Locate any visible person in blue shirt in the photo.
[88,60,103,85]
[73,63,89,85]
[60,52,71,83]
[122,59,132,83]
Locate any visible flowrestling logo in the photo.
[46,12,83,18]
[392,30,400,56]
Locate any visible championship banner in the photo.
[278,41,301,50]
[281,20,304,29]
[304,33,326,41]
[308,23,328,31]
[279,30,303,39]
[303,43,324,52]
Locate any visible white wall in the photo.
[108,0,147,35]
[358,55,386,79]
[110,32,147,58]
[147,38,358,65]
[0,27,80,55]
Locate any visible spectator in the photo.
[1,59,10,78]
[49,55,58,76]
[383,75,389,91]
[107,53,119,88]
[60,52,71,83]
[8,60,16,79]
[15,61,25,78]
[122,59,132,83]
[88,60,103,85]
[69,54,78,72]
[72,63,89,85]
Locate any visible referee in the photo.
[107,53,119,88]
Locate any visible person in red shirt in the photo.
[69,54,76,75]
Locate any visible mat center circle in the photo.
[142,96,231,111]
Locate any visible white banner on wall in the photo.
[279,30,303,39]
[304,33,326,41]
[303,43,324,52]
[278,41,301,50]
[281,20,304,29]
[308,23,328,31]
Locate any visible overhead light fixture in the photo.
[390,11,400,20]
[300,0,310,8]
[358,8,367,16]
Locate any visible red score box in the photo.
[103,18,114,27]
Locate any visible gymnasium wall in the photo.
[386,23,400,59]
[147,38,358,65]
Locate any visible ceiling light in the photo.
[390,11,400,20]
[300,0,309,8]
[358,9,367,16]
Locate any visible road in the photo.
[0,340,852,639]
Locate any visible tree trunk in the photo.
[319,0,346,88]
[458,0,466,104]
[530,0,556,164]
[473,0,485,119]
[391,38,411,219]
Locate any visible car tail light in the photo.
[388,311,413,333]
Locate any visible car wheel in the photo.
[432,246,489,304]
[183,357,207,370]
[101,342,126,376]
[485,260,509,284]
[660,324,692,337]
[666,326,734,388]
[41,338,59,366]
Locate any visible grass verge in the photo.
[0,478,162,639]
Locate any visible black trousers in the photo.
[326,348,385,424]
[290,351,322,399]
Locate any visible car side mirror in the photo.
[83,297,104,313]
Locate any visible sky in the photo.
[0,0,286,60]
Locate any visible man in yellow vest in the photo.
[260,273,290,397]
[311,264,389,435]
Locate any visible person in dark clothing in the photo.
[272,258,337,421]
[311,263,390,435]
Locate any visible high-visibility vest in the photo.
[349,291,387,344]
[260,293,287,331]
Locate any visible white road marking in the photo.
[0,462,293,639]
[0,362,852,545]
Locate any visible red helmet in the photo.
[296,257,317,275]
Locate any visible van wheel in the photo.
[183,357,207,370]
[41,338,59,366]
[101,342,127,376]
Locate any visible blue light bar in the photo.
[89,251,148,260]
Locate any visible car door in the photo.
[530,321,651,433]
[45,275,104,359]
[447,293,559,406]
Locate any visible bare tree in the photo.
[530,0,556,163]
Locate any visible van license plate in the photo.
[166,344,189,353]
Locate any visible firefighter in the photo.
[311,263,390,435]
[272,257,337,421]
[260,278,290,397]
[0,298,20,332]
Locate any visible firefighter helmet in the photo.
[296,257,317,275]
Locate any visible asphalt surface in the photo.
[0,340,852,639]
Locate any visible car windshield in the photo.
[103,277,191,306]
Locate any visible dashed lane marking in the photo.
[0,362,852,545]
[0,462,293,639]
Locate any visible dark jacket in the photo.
────────────────
• _Request_
Recast the lines above as a JSON list of strings, one string per line, leaving out any blank lines.

• _Finished answer_
[
  "Locate any visible person in blue shirt in the photo.",
  "[88,60,103,85]",
  "[73,63,89,85]",
  "[60,52,71,83]",
  "[122,59,132,83]",
  "Locate any visible flowrestling logo in the photo.",
  "[46,12,83,18]",
  "[392,30,400,56]",
  "Locate any visible championship banner in the photo.",
  "[278,41,301,50]",
  "[281,20,304,29]",
  "[304,33,326,41]",
  "[308,23,328,31]",
  "[279,30,303,39]",
  "[303,43,324,52]",
  "Locate any visible white wall in the photo.",
  "[108,0,147,35]",
  "[358,55,386,79]",
  "[110,32,147,58]",
  "[147,38,358,65]",
  "[0,27,80,55]",
  "Locate any visible spectator in the photo.",
  "[1,59,10,78]",
  "[49,55,58,76]",
  "[383,75,389,91]",
  "[107,53,119,88]",
  "[60,52,71,83]",
  "[8,60,16,79]",
  "[15,61,25,78]",
  "[122,59,132,83]",
  "[88,60,103,85]",
  "[69,54,78,72]",
  "[72,63,89,85]",
  "Locate any visible referee in the photo.",
  "[107,53,119,88]",
  "Locate any visible person in red shirt in the photo.",
  "[69,54,76,75]",
  "Locate any visible mat center circle in the photo.",
  "[142,96,231,111]",
  "Locate any visible white banner on wall in the photo.",
  "[279,30,303,39]",
  "[304,33,326,41]",
  "[303,43,324,52]",
  "[278,41,301,50]",
  "[281,20,304,29]",
  "[308,23,328,31]",
  "Locate any visible overhead light fixture in the photo.",
  "[390,11,400,20]",
  "[300,0,310,8]",
  "[358,8,367,16]",
  "Locate any visible red score box in the photo.",
  "[103,18,114,27]",
  "Locate any visible gymnasium wall in the photo.",
  "[386,23,400,59]",
  "[147,38,358,65]",
  "Locate any visible ceiling light in the photo.",
  "[390,11,400,20]",
  "[300,0,309,8]",
  "[358,9,367,16]",
  "Locate any visible road in the photo.",
  "[0,340,852,639]",
  "Locate any visible tree trunk in the photo.",
  "[319,0,346,88]",
  "[458,0,466,104]",
  "[530,0,556,164]",
  "[473,0,485,119]",
  "[391,38,411,219]",
  "Locate any visible car tail light in the photo.",
  "[388,311,413,333]",
  "Locate any visible car wheel in the photo.",
  "[432,246,489,304]",
  "[183,357,207,370]",
  "[101,342,126,376]",
  "[485,260,509,284]",
  "[660,324,692,337]",
  "[666,326,734,388]",
  "[41,338,59,366]",
  "Locate any visible grass verge in the photo.",
  "[0,478,162,639]",
  "Locate any visible black trousers in the photo.",
  "[326,348,385,424]",
  "[290,351,322,399]",
  "Locate any visible car side mirror in the photo.",
  "[83,297,104,313]",
  "Locate any visible sky in the photo.",
  "[0,0,286,60]",
  "Locate any visible man in yellow vest in the photo.",
  "[260,273,290,397]",
  "[311,264,389,435]",
  "Locate any visible person in dark clothing in the photo.",
  "[272,258,337,421]",
  "[311,263,390,435]",
  "Locate any visible high-visibility vest in the photo.",
  "[349,291,387,344]",
  "[260,293,287,331]",
  "Locate any visible white road marking in the photo.",
  "[0,462,293,639]",
  "[0,362,852,545]",
  "Locate any visible red helmet in the photo.",
  "[296,257,317,275]",
  "Locate any visible van wheel in the photo.",
  "[183,357,207,370]",
  "[41,338,59,366]",
  "[101,342,127,376]",
  "Locate any visible blue light bar in the photo.",
  "[89,251,148,260]",
  "Locate any visible car door in the photo.",
  "[530,321,651,433]",
  "[45,275,104,359]",
  "[447,293,559,406]",
  "Locate any visible bare tree in the photo.",
  "[530,0,556,163]",
  "Locate any visible van license plate in the photo.",
  "[166,344,189,353]",
  "Locate any visible firefighter in the photo.",
  "[311,263,390,435]",
  "[272,257,337,421]",
  "[260,278,290,397]",
  "[0,298,20,332]",
  "Locate any visible firefighter helmet in the photo.",
  "[296,257,317,275]",
  "Locate any visible asphalt surface in the photo.",
  "[0,340,852,639]",
  "Locate any visible car windshield in the photo.",
  "[103,277,191,306]",
  "Locate any visible dashed lane marking in the photo.",
  "[0,362,852,545]",
  "[0,462,293,639]",
  "Locate any visible dark jacket in the photo."
]